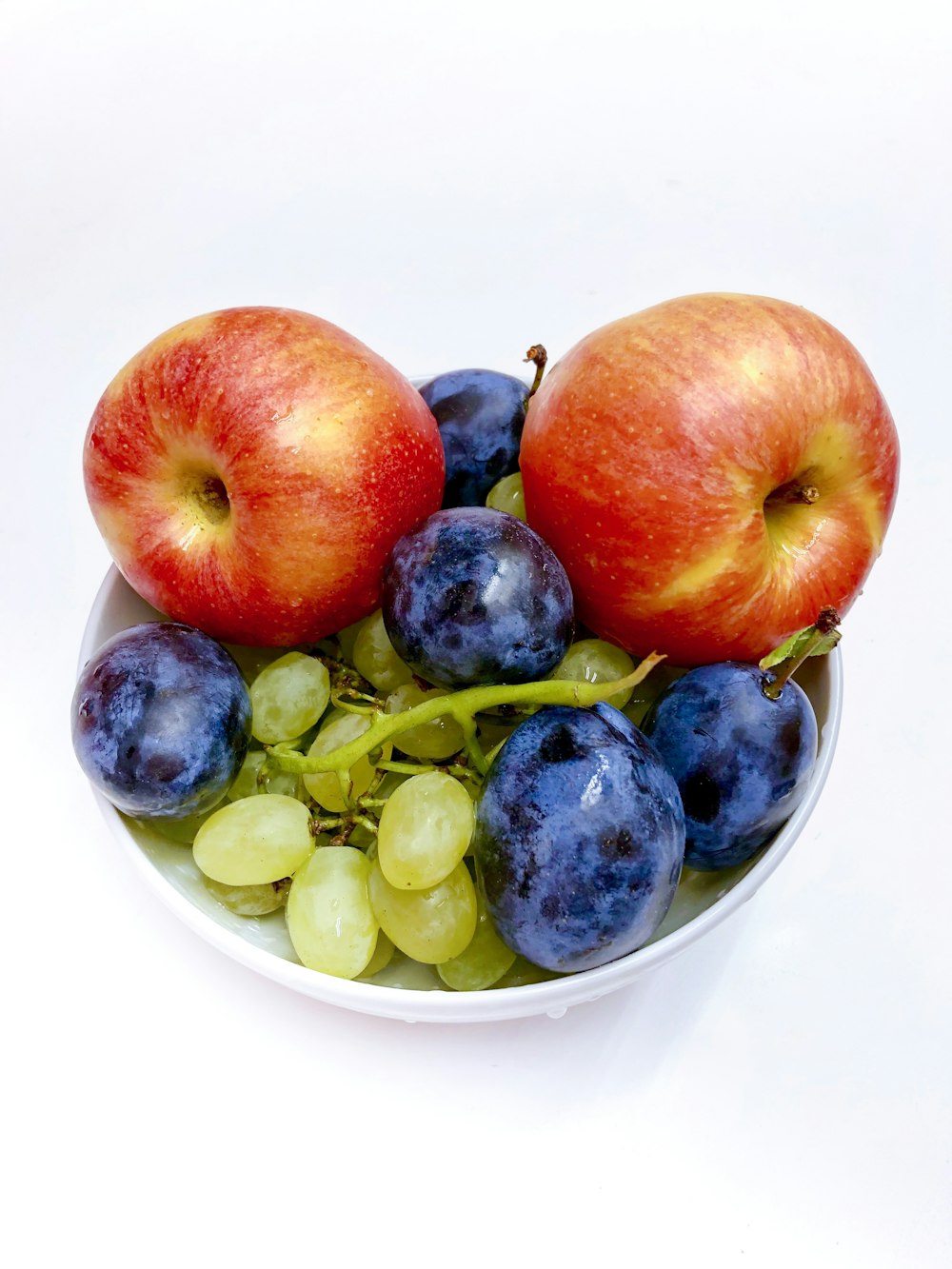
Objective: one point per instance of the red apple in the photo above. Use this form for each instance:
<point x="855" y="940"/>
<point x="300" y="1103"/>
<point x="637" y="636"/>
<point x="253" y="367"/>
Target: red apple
<point x="250" y="471"/>
<point x="711" y="472"/>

****************

▶ **Given exercise**
Revise the listing by replacing "red apple" with "green pear" wherever it appears, and keep everything else the same. Leave the pictures out of your answer.

▶ **Complete response**
Objective: one point per instance of the green pear in the photo above. Use this form for each instance:
<point x="855" y="940"/>
<point x="300" y="1103"/>
<point x="637" y="636"/>
<point x="253" y="367"/>
Target: green pear
<point x="250" y="471"/>
<point x="711" y="472"/>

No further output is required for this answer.